Find the line containing "For the benchmark, mark every instance of the crown". Return it and every line after it, unchanged, up to and including the last line.

* [LISTING]
┄┄┄┄┄┄

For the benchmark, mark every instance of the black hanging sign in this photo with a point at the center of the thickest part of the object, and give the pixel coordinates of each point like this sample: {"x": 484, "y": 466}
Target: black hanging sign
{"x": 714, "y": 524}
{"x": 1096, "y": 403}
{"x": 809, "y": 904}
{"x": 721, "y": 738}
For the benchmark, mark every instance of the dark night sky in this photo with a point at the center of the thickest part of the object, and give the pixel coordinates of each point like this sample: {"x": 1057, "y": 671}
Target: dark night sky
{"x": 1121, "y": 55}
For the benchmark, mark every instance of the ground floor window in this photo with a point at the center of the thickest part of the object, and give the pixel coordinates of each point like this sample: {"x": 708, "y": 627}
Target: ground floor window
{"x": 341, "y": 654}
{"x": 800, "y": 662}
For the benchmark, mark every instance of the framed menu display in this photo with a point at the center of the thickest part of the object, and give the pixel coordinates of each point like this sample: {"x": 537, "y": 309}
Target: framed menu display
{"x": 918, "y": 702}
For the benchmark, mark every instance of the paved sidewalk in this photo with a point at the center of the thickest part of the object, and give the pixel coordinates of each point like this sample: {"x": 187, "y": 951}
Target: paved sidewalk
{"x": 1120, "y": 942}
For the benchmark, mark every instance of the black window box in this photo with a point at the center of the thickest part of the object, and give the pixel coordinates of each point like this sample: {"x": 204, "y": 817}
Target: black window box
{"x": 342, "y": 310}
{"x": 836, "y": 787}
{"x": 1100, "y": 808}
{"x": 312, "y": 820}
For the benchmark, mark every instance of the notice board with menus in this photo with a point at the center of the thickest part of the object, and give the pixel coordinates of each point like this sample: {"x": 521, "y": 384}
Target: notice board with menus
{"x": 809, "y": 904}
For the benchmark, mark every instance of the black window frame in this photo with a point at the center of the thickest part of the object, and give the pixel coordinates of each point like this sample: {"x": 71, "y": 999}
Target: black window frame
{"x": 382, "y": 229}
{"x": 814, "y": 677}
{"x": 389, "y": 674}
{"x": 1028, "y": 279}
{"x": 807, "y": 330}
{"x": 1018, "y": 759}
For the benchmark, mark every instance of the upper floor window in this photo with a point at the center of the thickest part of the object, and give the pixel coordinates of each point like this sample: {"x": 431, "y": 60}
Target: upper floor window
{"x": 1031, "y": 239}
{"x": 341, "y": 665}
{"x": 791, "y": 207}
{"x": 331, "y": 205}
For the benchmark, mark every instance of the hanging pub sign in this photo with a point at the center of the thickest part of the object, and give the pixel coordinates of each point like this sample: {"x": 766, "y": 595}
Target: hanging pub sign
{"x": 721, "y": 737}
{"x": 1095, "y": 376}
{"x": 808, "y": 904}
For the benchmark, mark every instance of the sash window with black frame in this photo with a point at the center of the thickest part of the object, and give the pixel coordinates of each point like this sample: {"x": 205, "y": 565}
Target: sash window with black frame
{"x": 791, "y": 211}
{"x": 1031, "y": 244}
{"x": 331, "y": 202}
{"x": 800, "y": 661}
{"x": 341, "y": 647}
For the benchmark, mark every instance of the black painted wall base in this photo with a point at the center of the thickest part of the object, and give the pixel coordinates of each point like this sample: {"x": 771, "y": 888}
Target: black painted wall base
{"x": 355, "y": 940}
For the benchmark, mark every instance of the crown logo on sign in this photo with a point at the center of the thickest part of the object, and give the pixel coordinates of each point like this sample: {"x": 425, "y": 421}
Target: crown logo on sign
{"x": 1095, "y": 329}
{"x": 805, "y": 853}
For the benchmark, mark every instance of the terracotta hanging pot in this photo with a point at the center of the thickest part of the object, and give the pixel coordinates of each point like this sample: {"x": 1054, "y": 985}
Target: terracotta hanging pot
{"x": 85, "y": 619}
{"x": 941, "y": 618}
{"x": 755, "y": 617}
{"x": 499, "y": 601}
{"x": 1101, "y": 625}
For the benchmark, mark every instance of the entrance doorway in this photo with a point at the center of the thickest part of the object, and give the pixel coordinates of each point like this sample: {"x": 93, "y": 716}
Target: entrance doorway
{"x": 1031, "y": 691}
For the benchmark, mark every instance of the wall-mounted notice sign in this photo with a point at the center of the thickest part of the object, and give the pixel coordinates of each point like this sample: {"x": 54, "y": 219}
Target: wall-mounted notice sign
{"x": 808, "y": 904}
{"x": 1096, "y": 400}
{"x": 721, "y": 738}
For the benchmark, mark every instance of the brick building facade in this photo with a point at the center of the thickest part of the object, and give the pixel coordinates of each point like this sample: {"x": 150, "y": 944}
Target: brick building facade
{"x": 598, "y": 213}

┄┄┄┄┄┄

* [SOLVED EXERCISE]
For the benchmark, mark every instance of the crown logo on sign in this photo with a point at the center of the thickest part of the object, and give the pixel coordinates of each point like this sample: {"x": 425, "y": 421}
Target: crown logo on sign
{"x": 1095, "y": 329}
{"x": 805, "y": 853}
For the benchmark, mark every instance of the terracotta hanging pot in this photo with a point at the center of the thickest part of the object, and give the pixel coordinates of each point like this sample: {"x": 1054, "y": 985}
Target: terracotta hanging pot
{"x": 85, "y": 619}
{"x": 941, "y": 618}
{"x": 755, "y": 617}
{"x": 499, "y": 601}
{"x": 1101, "y": 625}
For the benchmark, mark every instance of the entrance doorway in this photo with a point at the center of the thickest part of the object, and give the pixel coordinates of each point like this sample: {"x": 93, "y": 716}
Target: entrance doorway
{"x": 1031, "y": 691}
For the benchmark, mark every instance of the wall-mounted notice sign in this photo with a point at the center of the thickest part of the object, and give the pixel coordinates of each point like this sample: {"x": 54, "y": 219}
Target: wall-mounted notice sign
{"x": 808, "y": 904}
{"x": 1096, "y": 400}
{"x": 721, "y": 738}
For the benchmark, mark every instance of the brick building facade in this photo with a point at the center of the thickest part of the object, and give the pixel coordinates of each point like this sample: {"x": 150, "y": 944}
Target: brick building facade
{"x": 598, "y": 213}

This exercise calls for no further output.